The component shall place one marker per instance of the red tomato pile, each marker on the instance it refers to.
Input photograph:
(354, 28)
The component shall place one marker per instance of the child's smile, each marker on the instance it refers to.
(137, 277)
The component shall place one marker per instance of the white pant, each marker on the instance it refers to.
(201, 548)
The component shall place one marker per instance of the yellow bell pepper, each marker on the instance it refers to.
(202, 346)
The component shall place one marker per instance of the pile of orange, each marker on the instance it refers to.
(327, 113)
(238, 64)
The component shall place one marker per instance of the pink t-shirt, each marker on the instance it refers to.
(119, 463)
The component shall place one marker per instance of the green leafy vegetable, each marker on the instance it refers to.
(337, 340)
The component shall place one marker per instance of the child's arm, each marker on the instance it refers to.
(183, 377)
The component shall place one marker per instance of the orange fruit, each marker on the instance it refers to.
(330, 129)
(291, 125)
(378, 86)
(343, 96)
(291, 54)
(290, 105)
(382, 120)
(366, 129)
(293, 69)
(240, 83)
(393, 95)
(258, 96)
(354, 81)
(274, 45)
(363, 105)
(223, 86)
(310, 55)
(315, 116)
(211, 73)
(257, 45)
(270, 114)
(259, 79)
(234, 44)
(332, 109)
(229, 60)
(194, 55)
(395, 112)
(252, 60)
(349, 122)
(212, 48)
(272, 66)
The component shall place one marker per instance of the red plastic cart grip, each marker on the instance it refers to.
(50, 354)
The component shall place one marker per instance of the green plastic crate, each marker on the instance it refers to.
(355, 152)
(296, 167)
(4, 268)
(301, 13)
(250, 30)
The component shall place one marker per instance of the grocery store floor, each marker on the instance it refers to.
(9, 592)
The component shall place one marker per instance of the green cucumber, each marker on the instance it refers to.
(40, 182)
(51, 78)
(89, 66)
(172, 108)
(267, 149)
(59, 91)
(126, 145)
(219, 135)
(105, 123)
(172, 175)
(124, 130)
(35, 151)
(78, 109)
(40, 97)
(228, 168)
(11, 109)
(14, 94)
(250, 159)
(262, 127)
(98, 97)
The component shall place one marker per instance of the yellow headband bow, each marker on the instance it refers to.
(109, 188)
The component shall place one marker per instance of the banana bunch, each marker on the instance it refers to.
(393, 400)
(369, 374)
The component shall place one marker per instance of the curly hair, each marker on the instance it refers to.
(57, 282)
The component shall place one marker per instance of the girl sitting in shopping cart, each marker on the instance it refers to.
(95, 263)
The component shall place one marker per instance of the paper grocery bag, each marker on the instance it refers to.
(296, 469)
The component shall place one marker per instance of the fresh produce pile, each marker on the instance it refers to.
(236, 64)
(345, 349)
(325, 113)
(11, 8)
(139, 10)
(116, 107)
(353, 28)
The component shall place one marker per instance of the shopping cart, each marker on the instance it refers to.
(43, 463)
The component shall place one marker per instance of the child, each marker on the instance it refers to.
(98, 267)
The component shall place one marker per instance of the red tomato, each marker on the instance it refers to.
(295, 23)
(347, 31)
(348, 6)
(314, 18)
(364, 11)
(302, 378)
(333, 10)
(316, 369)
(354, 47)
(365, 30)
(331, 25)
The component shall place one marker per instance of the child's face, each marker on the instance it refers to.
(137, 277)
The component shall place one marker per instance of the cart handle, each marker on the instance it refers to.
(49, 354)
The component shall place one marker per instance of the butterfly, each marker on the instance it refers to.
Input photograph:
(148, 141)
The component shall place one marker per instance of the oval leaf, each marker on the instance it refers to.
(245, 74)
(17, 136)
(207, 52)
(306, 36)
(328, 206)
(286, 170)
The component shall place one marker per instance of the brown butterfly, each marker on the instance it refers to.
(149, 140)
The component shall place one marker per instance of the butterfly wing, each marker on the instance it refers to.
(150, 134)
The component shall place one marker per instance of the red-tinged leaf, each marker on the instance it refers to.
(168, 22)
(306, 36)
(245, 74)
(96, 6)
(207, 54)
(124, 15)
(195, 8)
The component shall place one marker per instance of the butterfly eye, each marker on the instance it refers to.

* * *

* What is needed *
Find the line with "the butterfly, each" in the listing. Reproduce it and all the lines after it, exactly, through the last line.

* Result for this task *
The component shall place one marker per instance of the butterfly, each marker on the instance it refers to.
Input photograph:
(148, 141)
The component shall place one marker per instance of the oval leaf, each marker on the instance it refers to.
(245, 74)
(17, 136)
(207, 52)
(306, 36)
(328, 206)
(286, 170)
The component shall place one marker per instance of the brown butterfly, each marker on the instance it refers to.
(149, 140)
The component shall place one marker per instance of the butterfly wing, each marker on the instance it refers to.
(150, 134)
The component shall place one marker per instance of the red-tinged leaf, each marker on the instance it refers to.
(168, 22)
(306, 36)
(245, 74)
(96, 6)
(207, 54)
(124, 15)
(195, 8)
The component shall place one marker per instance of the butterfly eye, each marker on the instance it refers to.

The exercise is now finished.